Dane wejściowe:

################

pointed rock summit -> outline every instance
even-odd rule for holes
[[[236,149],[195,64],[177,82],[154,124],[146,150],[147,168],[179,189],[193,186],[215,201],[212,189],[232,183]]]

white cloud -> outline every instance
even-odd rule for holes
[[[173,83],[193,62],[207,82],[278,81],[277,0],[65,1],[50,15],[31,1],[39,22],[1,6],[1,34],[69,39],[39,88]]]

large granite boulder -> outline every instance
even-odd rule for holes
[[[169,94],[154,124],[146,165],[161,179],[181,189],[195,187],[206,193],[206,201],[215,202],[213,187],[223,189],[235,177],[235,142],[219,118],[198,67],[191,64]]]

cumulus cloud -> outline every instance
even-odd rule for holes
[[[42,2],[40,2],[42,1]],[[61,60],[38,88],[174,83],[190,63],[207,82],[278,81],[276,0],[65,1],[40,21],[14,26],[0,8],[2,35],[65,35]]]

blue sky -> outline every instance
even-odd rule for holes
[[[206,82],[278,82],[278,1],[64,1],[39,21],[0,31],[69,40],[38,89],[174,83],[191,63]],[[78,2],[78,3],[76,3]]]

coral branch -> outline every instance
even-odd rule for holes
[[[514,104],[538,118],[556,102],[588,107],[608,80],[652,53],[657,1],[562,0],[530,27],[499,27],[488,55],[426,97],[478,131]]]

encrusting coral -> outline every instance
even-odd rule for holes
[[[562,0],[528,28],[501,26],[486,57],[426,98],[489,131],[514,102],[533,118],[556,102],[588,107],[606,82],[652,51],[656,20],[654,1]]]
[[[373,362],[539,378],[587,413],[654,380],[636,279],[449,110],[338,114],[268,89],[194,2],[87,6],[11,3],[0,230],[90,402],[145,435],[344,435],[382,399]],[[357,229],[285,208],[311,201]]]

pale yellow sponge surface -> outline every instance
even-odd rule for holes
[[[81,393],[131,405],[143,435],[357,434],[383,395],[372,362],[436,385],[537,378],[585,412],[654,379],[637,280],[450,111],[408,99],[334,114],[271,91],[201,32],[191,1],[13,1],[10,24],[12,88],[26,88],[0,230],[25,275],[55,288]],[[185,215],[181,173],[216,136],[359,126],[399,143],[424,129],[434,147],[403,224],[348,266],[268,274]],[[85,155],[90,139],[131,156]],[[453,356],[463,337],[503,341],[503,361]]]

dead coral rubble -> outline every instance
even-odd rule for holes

################

Opis zadania:
Przepisz cały materiał, zastępując „blue sky” wyrażeniem „clear sky”. Pozostała treść ma pozostać bez zmian.

Pełna odpowiedź:
pointed rock summit -> outline every instance
even-odd rule for holes
[[[236,149],[195,64],[177,82],[154,124],[146,150],[147,168],[179,189],[193,186],[215,201],[212,189],[232,183]]]

white cloud -> outline every instance
even-odd rule for holes
[[[173,83],[193,62],[207,82],[278,81],[277,0],[65,1],[50,15],[31,1],[39,22],[1,6],[1,34],[69,39],[39,88]]]

large granite boulder -> outline every instance
even-odd rule for holes
[[[169,94],[154,124],[146,165],[161,179],[181,189],[195,187],[206,193],[206,201],[215,202],[213,187],[223,189],[235,177],[235,142],[219,118],[198,67],[191,64]]]

cumulus cloud -> outline every instance
even-odd rule for holes
[[[42,2],[40,2],[42,1]],[[61,60],[38,88],[174,83],[190,63],[207,82],[278,81],[276,0],[65,1],[40,21],[14,26],[0,8],[2,35],[65,35]]]

clear sky -> outline every instance
even-odd rule for holes
[[[206,82],[278,82],[278,1],[64,1],[39,21],[0,31],[69,40],[38,89],[174,83],[191,63]],[[78,2],[78,3],[76,3]]]

coral branch -> outline every instance
even-odd rule for holes
[[[514,104],[538,118],[556,102],[588,107],[608,80],[652,53],[657,1],[562,0],[530,27],[499,27],[488,55],[426,97],[478,131]]]

encrusting coral -> outline every instance
even-odd rule for holes
[[[562,0],[528,28],[501,26],[486,57],[426,98],[489,131],[514,102],[533,118],[556,102],[588,107],[606,82],[652,51],[656,20],[654,1]]]
[[[373,362],[539,378],[587,413],[654,380],[636,279],[449,110],[338,114],[268,89],[194,2],[87,6],[11,3],[0,230],[90,402],[145,435],[344,435],[382,399]],[[357,229],[285,208],[311,201]]]

pale yellow sponge surface -> outline every instance
even-odd rule for holes
[[[81,393],[131,405],[143,435],[357,434],[383,395],[372,362],[436,385],[537,378],[585,412],[654,379],[637,280],[450,111],[408,99],[334,114],[271,91],[201,32],[191,1],[13,1],[10,24],[12,88],[26,88],[0,230],[25,275],[55,288]],[[185,215],[181,173],[216,136],[359,126],[399,143],[424,129],[434,147],[403,224],[348,266],[268,274]],[[85,155],[90,139],[131,156]],[[453,356],[463,337],[503,341],[503,361]]]

dead coral rubble -> outline every instance
even-odd rule for holes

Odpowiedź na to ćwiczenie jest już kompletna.